**Supplied passage**
____

No matter your age, if one of these situations is applicable to your current lifestyle, it is highly advisable to purchase a life insurance policy.

Four General Types of Life Insurance

In general, there are four types of life insurance policies that people buy: whole life, universal life, variable life, and term life.
  • Whole life insurance provides coverage from the moment you purchase the policy until you cancel your policy or pass away. Premiums for whole life are typically fixed, and the policy maintains a cash value, which can help guarantee financial security for your loved ones.
  • Universal life insurance is the most flexible permanent life policy. Increase your death benefit by passing a medical examination and have your cash value earn a money market rate of interest. After money has accumulated, you have the option to alter your premium payments if there’s enough money in your account to cover the costs.
  • Variable life insurance policy combines death protection with a savings account and allows you to invest in stocks, bonds, and mutual funds. The risk associated with this policy is if your investments don’t perform well, your cash value and benefit may decrease — though some policies guarantee that your death benefit won’t fall below a minimum level.
  • Term life insurance is bought to cover a certain amount of time, usually ranging from 5-30 years. Premiums are typically lower than whole life, but your policy term won’t hold cash value if unused by the end of your policy term. Some term life policies hold the same death benefit amount if the insured dies during the term, while others decrease. Term life policies can also be convertible, allowing the insurer to change from a term life policy to a whole life policy.

Find the Right Life Insurance Policy for Senior Citizens

So, which life insurance policy is best for senior citizens? You may consider taking a term life insurance policy that can be converted into a permanent policy. Term life insurance is typically more affordable, and the lower amount you pay in premiums can still help maintain your loved ones’ financial security.
No matter which policy option you choose, life insurance for senior citizens doesn’t have to be a challenge.

What is final expense life insurance?

Sometimes referred to as “funeral insurance,” final expense life insurance is meant to cover the costs associated with funerals and burials. The costs of final expenses are ones that many seniors do not account for and without insurance can easily exceed $10,000. While the cost of a final expense life insurance policy is generally nominal, the payouts are generally between $5,000-$25,000.

____

**Problem statement**
In the passage on life insurance, how long a period does a term life policy usually cover?

**Dataset**
____

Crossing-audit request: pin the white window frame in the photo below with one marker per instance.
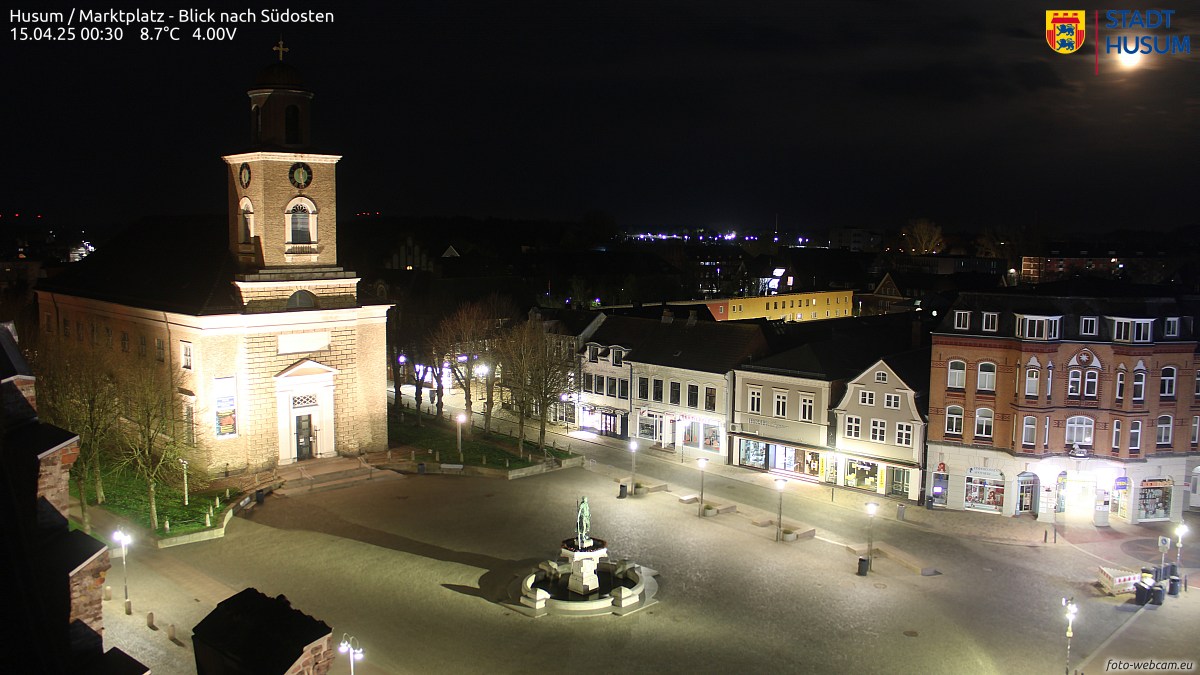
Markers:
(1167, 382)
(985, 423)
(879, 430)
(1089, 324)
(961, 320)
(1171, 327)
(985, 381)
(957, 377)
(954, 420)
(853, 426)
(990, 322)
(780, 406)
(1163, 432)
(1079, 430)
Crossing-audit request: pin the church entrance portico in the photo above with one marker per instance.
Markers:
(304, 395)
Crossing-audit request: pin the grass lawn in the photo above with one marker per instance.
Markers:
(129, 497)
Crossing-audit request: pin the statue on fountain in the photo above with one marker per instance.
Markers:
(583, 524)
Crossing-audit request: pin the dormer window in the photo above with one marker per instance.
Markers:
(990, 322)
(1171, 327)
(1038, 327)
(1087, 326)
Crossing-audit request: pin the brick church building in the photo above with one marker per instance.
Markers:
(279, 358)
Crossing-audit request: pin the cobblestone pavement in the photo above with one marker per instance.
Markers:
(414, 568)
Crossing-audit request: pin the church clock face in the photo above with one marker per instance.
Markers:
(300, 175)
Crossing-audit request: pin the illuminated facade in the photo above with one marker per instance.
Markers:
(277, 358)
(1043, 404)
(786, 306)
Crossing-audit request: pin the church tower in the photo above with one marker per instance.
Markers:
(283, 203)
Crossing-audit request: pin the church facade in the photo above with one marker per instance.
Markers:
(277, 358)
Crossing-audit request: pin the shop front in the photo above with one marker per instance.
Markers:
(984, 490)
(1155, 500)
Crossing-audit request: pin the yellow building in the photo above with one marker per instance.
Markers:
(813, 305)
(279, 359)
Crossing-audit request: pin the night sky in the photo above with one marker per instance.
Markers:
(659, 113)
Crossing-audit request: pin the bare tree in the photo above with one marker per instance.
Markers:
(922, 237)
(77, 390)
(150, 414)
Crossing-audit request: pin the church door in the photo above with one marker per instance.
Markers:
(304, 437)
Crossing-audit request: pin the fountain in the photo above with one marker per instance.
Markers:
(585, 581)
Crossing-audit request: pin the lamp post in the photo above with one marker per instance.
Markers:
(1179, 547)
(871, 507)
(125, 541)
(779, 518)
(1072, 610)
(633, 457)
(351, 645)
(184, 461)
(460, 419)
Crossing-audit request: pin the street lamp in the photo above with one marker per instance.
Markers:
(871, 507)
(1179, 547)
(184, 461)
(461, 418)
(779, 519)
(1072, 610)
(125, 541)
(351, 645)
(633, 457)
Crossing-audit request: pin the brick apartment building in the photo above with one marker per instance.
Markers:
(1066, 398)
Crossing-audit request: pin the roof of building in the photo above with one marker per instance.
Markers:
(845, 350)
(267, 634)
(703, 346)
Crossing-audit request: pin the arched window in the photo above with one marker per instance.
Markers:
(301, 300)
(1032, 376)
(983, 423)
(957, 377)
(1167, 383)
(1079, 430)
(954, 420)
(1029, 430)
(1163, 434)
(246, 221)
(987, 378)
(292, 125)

____

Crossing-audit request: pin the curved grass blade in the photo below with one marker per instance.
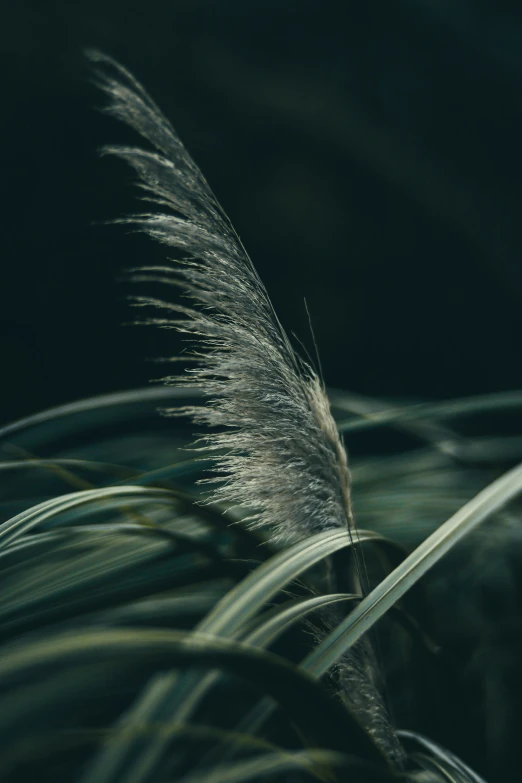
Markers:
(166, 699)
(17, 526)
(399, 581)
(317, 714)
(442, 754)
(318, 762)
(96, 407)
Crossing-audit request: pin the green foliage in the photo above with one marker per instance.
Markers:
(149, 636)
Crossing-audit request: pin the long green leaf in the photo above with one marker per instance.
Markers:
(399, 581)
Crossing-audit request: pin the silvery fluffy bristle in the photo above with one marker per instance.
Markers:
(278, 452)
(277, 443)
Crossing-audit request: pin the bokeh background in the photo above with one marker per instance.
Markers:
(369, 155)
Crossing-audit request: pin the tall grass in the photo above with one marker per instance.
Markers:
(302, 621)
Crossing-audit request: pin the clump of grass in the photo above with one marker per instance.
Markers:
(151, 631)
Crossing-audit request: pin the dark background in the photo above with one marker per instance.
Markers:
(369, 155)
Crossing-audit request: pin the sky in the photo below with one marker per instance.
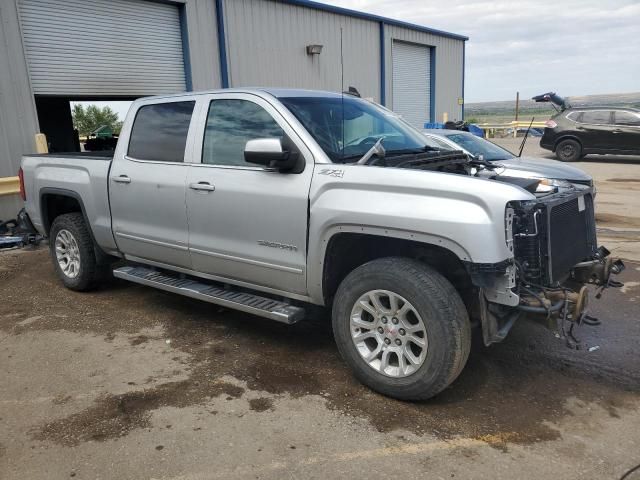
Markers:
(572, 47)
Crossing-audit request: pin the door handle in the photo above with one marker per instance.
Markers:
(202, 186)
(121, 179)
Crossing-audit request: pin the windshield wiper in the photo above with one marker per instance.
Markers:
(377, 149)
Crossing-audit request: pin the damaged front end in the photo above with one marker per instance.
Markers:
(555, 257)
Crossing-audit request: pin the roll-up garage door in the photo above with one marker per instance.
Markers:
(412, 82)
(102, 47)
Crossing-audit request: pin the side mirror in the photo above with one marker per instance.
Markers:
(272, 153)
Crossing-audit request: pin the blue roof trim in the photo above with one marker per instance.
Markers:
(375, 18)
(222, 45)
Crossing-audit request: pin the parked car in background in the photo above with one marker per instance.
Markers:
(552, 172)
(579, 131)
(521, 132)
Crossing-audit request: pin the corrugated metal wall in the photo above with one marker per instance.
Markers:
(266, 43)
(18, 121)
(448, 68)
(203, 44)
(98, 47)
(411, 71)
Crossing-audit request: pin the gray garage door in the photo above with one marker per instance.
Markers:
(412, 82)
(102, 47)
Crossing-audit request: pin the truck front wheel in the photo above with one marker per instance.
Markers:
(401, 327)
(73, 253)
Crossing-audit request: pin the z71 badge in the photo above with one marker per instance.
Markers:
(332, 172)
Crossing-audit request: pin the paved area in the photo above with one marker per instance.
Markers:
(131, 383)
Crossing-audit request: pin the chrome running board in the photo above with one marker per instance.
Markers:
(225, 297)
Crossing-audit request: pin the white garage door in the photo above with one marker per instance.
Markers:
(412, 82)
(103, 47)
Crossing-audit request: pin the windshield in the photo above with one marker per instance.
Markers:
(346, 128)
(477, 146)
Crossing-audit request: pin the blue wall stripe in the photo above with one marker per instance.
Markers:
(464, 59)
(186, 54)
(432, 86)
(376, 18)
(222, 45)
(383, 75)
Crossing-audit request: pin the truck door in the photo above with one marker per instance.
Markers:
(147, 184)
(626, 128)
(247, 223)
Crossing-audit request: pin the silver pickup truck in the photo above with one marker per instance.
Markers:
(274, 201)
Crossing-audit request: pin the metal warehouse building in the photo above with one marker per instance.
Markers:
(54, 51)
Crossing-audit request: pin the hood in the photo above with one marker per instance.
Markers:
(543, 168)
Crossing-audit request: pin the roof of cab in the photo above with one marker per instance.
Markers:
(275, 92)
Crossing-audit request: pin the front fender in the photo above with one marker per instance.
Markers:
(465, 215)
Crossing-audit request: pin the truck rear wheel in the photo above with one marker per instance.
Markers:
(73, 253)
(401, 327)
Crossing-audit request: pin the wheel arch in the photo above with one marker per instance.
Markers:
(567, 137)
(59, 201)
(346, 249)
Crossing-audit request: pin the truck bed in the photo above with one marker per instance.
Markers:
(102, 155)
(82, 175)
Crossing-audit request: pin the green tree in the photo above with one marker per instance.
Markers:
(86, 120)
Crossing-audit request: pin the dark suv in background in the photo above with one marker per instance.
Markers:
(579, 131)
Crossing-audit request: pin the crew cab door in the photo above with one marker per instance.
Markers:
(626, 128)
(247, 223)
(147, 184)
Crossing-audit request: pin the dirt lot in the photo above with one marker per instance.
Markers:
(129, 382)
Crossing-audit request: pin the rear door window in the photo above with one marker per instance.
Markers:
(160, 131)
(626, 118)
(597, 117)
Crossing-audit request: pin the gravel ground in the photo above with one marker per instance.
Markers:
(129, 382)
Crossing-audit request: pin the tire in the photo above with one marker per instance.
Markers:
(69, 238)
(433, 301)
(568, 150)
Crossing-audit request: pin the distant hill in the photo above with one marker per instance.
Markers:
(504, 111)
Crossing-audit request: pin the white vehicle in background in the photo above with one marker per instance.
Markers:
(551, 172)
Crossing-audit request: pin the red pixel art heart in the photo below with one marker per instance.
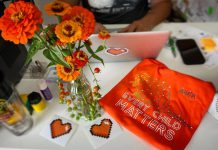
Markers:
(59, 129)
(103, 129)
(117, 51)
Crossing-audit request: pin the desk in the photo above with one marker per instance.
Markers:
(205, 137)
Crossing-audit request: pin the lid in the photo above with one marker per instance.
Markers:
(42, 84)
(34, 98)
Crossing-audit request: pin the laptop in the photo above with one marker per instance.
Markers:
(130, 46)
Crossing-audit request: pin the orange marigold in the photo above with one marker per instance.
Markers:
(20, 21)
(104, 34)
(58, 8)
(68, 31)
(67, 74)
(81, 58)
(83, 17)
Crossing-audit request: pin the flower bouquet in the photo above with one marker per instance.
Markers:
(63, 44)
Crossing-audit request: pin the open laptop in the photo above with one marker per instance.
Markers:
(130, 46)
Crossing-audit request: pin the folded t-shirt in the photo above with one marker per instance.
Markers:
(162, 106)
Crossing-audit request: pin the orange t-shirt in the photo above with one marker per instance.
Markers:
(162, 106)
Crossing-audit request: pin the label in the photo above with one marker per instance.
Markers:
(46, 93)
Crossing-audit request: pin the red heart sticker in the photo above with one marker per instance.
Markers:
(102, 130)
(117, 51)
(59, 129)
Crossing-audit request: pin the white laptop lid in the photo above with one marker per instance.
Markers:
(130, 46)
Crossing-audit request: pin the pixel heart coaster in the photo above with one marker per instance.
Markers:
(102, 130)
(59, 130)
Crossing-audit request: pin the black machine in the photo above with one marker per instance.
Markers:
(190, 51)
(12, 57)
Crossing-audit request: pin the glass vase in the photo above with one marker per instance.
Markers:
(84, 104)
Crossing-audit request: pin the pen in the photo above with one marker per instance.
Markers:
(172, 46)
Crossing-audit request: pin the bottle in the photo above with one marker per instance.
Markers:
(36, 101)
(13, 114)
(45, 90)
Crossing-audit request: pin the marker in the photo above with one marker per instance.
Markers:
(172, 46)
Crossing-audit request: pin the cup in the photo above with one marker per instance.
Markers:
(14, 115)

____

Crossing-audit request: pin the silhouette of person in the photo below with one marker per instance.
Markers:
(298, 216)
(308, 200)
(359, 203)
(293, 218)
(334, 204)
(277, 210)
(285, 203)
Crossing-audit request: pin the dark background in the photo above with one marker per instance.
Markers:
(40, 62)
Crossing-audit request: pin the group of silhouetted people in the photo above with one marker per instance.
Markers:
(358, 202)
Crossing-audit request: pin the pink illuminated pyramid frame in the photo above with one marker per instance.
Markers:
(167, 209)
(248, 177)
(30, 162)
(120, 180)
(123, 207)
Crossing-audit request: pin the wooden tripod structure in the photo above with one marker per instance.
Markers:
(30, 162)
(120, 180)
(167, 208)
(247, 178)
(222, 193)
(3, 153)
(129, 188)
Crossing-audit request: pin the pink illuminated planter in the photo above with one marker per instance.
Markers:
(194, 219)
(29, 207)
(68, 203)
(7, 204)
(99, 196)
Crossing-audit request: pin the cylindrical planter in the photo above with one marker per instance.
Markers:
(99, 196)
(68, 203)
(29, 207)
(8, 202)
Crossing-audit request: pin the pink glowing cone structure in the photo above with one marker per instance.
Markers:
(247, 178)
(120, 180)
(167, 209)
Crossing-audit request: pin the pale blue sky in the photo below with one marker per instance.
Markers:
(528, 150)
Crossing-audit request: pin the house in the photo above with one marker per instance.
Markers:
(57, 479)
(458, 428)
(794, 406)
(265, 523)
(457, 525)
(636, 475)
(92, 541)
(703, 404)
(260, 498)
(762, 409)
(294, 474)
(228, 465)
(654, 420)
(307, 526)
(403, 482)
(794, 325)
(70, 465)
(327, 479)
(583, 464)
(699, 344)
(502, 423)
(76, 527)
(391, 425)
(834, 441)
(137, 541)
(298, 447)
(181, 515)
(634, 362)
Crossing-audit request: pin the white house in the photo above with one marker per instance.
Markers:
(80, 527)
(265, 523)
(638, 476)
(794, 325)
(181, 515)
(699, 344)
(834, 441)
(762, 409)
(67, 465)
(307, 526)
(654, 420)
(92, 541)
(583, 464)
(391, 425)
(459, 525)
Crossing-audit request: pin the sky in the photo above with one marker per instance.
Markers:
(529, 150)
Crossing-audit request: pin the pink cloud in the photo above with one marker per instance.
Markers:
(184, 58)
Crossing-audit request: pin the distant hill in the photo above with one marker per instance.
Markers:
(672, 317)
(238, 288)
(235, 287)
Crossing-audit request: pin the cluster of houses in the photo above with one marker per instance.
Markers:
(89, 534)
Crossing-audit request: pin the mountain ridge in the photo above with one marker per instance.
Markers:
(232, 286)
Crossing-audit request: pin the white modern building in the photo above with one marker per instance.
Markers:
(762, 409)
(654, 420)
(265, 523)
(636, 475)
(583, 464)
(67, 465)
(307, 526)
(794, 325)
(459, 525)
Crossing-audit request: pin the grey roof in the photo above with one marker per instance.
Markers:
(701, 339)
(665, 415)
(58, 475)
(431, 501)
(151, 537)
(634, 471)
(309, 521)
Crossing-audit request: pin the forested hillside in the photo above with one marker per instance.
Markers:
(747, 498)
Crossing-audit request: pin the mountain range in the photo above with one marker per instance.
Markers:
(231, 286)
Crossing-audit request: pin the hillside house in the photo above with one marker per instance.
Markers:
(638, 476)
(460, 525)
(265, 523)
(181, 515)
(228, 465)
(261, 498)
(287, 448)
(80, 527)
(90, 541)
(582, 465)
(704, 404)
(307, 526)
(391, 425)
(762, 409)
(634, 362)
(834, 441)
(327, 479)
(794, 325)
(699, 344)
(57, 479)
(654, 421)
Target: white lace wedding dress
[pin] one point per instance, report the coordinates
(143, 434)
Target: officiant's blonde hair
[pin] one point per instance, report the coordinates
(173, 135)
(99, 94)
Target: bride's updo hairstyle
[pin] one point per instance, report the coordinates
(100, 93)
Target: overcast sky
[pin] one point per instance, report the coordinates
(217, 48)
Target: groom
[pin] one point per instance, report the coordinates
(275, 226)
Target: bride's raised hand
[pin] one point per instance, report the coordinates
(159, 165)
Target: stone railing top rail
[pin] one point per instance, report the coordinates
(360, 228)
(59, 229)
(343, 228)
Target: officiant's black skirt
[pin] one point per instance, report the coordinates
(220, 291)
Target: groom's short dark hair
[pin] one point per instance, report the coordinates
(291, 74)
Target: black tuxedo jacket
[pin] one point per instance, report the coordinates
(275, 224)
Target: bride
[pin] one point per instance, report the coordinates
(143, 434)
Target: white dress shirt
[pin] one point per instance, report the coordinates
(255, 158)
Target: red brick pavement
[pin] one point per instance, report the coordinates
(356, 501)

____

**Reply**
Usually 5 to 30 years.